-- begin Material provided --
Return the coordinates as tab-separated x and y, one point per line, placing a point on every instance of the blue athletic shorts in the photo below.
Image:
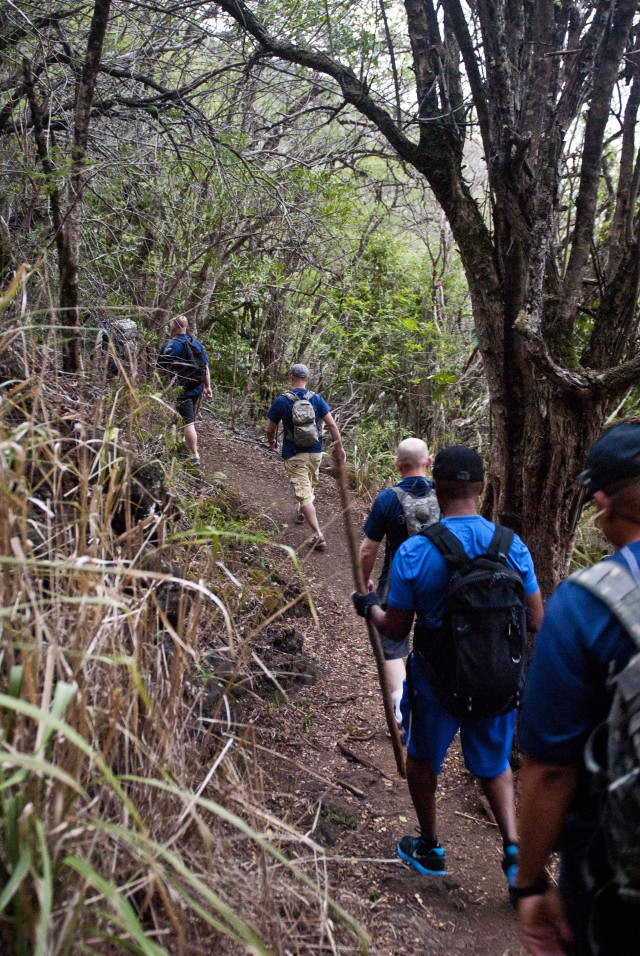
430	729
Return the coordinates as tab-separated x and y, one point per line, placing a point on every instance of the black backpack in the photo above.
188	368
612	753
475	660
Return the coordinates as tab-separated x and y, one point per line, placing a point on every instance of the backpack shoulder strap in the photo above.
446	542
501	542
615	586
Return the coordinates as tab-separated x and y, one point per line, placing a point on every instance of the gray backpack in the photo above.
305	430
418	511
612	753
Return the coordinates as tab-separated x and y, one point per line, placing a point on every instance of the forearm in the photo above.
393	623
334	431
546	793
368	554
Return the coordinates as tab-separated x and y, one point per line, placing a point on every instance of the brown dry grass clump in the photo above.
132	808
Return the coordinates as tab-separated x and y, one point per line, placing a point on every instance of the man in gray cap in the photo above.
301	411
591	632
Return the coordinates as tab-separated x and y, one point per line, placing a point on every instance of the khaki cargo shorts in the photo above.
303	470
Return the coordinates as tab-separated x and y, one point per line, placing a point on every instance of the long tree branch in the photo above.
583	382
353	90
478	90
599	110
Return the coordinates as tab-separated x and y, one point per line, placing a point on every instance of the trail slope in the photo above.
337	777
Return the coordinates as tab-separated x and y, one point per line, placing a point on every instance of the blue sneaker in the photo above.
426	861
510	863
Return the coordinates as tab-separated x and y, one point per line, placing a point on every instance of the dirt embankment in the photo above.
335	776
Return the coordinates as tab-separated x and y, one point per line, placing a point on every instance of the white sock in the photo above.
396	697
-- end Material provided --
*What to do*: Copy the material again from the line containing "sock in the photo above." through the end of the material, keeping every request line, and shift each x and y coordinate in the answers up by 137.

*Solution to the exercise*:
Return the coordinates as tab-separated x and y, one point per line, placing a point on every instance of the white sock in the photo above.
533	834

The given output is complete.